Work to be completed ->
Count the lines of the material below that contain the string "deal", treating uppercase and lowercase as different. Give only the number.

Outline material

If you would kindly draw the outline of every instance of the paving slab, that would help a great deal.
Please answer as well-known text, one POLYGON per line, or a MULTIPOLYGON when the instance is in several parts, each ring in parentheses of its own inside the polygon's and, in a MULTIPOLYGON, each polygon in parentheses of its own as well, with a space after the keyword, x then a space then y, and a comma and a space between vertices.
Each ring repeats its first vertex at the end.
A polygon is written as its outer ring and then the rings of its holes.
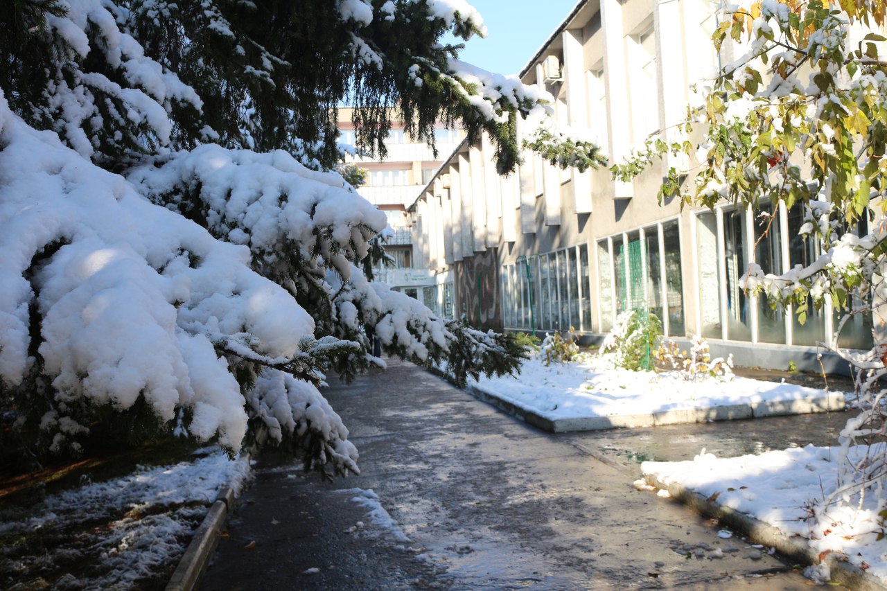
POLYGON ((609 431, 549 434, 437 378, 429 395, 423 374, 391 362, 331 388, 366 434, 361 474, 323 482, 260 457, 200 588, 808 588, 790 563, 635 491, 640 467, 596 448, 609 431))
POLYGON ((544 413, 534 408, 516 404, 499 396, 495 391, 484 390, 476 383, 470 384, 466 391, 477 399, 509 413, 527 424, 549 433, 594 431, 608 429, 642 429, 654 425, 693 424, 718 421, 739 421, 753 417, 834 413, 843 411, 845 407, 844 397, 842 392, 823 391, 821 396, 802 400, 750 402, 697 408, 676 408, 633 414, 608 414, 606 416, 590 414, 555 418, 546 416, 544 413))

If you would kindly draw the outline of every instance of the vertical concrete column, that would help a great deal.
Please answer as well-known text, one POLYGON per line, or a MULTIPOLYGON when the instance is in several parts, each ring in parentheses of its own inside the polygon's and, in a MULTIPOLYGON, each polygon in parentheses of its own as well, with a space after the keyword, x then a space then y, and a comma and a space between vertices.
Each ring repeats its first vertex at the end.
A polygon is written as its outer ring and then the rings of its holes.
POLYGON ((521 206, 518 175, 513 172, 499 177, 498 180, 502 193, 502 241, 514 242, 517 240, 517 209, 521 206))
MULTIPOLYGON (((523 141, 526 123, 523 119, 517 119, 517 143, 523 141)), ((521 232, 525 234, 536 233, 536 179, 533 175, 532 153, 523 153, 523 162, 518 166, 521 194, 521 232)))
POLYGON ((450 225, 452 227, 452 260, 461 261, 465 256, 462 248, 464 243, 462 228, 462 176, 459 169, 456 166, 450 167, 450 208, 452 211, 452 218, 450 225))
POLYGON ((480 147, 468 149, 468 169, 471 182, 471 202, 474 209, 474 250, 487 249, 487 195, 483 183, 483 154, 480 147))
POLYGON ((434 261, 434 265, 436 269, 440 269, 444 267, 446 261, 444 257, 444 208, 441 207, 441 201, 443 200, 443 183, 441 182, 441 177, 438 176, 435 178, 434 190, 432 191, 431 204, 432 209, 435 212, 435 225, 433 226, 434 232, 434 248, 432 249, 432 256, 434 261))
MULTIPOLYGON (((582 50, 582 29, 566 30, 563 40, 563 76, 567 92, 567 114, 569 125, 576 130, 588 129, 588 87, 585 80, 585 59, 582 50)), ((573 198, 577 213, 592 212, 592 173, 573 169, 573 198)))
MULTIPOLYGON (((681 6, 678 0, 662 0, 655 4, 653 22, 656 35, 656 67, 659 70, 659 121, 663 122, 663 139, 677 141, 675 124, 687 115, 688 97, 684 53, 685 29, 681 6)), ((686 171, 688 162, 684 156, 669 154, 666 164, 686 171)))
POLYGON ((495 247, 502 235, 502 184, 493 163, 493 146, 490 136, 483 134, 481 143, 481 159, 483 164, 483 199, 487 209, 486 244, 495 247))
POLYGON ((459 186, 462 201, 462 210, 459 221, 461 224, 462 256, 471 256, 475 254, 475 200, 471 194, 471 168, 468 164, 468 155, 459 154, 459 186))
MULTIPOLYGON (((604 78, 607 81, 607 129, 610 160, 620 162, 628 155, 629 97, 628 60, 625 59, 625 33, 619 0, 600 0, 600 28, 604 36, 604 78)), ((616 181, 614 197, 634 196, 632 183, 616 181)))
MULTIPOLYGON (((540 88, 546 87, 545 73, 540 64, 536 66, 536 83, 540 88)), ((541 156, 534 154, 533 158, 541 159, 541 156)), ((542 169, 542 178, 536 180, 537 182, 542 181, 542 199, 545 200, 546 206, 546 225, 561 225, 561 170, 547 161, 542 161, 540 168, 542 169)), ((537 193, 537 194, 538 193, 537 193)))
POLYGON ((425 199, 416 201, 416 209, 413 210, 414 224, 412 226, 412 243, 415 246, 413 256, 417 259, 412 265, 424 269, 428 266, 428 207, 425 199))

Solution ->
2